> **Page extract**:
──────
And that was that - the Marketing Funnel was no more. Brian Halligan used his INBOUND 18 keynote to fully break down the Marketing Funnel and introduce everybody to the Flywheel.
What the Flywheel Is and Why We Need It
We were first exposed to the HubSpot Flywheel as a concept when the Service Hub was introduced. With this additional platform added to the HubSpot suite, the linear Marketing Funnel broke down, like all metaphors must eventually. If we build a funnel with the end goal of producing customers, the post-sale Service Hub doesn’t have a place to sit in the infographic.
I suppose the Service Hub and all it entails could be bolted-on to the end of the Marketing Funnel, but then that doesn’t fully portray what customer service is supposed to achieve. Because it’s not just about keeping customers happy. As Dharmesh Shah said in his keynote, “I mean, it is that, but it’s not just that.” It’s also about turning them into promoters and brand advocates.
It’s part of the Inbound Methodology and the most crucial part for sustainable business growth beyond 2018. Happier clients and customers stay with you longer, they’re a joy to work with and they shout about your company to their network. This then keeps the Attract part of your prospect pool well-topped up and they already partly-trust you.
During this year’s keynote at INBOUND 18, Brian Halligan highlighted that customer experience is the way to differentiate yourself and grow a business better (note, not “bigger”) in the coming decade. In the 1990s, having the best sales experience led the way, just like it always had. In the 2000s and 2010s and with the birth of “Googling it”, we had the Attract-focused Inbound and content marketing approach to empower buyers.
But today’s buyers - B2B and B2C - all crave and prioritise ease of service, a smooth experience and an ongoing relationship.
And a linear metaphor - the Marketing Funnel - cannot truly convey this as it prioritises getting the deal done above everything else. Hence, the Flywheel is born.
──────
> **Record list**:
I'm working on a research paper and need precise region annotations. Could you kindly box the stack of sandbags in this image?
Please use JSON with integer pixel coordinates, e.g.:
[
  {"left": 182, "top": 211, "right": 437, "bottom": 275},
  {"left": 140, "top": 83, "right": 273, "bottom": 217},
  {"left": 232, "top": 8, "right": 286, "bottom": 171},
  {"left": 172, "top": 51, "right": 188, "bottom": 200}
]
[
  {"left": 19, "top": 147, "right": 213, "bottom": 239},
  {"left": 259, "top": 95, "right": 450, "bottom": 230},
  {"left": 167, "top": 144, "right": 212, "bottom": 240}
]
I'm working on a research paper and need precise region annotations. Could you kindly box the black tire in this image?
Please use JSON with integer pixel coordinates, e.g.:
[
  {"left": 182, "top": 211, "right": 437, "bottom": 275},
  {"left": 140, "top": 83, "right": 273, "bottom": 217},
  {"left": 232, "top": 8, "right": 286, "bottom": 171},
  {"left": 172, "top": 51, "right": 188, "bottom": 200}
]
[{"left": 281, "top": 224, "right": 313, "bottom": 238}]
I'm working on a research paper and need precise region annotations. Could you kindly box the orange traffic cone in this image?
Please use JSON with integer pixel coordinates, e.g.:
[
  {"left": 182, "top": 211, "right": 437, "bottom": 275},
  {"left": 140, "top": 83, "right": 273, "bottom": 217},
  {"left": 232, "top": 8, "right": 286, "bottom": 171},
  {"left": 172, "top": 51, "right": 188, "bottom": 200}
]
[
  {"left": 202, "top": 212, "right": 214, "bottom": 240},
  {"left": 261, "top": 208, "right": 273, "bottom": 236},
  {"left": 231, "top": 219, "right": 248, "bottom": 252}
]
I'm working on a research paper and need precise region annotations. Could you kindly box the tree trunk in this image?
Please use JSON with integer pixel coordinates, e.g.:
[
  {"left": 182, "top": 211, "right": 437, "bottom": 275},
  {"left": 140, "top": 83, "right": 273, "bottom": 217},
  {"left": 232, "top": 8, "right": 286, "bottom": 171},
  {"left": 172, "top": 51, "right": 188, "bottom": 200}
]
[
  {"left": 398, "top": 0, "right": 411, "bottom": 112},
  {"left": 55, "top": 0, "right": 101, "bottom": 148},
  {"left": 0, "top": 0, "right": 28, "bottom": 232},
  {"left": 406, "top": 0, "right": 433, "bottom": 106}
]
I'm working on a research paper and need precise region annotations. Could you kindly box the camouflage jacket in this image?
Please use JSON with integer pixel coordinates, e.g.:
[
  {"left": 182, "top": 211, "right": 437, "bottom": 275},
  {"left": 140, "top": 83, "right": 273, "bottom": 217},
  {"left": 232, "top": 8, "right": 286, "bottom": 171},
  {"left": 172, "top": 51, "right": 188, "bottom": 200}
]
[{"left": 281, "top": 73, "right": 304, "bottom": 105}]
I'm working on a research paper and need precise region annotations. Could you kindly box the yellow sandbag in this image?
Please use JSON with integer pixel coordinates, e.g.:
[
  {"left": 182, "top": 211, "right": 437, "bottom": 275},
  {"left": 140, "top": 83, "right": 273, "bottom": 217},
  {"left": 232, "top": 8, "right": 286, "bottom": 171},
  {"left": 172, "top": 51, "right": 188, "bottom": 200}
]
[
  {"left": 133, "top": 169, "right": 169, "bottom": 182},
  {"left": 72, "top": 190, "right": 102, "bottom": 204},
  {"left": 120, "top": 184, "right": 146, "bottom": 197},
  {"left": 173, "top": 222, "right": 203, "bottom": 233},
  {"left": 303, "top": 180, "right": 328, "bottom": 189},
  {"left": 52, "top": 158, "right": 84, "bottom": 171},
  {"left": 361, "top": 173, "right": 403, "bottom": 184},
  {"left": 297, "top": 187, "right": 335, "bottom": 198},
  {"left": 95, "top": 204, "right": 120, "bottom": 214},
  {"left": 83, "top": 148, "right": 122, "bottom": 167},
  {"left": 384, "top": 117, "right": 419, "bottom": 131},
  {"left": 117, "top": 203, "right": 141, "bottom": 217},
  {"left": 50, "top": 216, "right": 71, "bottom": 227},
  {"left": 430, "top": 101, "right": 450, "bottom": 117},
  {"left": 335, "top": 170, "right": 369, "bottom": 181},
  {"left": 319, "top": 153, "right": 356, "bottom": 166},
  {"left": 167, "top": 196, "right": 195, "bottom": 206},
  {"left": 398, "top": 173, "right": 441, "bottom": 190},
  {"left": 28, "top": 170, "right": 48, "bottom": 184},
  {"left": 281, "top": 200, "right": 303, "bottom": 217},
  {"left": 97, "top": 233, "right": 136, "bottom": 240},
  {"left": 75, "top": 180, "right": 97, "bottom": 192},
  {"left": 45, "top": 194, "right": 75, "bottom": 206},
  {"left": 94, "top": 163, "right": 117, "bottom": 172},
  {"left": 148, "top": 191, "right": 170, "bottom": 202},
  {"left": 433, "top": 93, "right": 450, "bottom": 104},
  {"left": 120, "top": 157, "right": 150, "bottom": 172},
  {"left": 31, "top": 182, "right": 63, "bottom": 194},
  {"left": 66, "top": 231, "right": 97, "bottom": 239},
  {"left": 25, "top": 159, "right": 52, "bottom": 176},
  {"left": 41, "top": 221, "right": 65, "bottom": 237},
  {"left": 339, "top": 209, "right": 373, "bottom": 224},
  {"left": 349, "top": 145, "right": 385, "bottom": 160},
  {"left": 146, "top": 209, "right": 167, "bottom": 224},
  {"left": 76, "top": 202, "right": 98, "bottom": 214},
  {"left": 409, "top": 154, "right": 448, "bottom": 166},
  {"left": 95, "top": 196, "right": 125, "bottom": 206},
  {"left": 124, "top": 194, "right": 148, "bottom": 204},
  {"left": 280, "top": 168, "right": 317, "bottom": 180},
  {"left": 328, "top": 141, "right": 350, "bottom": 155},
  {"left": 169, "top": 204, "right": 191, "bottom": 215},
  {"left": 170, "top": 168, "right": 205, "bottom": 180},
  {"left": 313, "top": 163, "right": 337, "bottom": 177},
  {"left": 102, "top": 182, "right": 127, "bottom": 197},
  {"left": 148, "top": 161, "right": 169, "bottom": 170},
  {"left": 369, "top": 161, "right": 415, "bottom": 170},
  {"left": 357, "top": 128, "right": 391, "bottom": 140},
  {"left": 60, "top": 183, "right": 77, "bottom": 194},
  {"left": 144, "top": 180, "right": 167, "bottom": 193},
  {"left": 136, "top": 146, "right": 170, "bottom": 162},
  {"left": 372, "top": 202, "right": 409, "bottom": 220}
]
──────
> **Stated exercise 1**: Print the section of the Flywheel article starting with "It’s part of" and going on through "an ongoing relationship.".
> **Stated exercise 2**:
Answer these questions from the Flywheel article:
(a) At which event did Brian Halligan use his keynote to break down the Marketing Funnel?
(b) When was the HubSpot Flywheel first presented as a concept?
(c) According to Halligan, what led the way in the 1990s?
The rows come from a separate source and are unrelated to the Flywheel article.

> **Complete response 1**:
It’s part of the Inbound Methodology and the most crucial part for sustainable business growth beyond 2018. Happier clients and customers stay with you longer, they’re a joy to work with and they shout about your company to their network. This then keeps the Attract part of your prospect pool well-topped up and they already partly-trust you.
During this year’s keynote at INBOUND 18, Brian Halligan highlighted that customer experience is the way to differentiate yourself and grow a business better (note, not “bigger”) in the coming decade. In the 1990s, having the best sales experience led the way, just like it always had. In the 2000s and 2010s and with the birth of “Googling it”, we had the Attract-focused Inbound and content marketing approach to empower buyers.
But today’s buyers - B2B and B2C - all crave and prioritise ease of service, a smooth experience and an ongoing relationship.

> **Complete response 2**:
(a) INBOUND 18
(b) When the Service Hub was introduced
(c) Having the best sales experience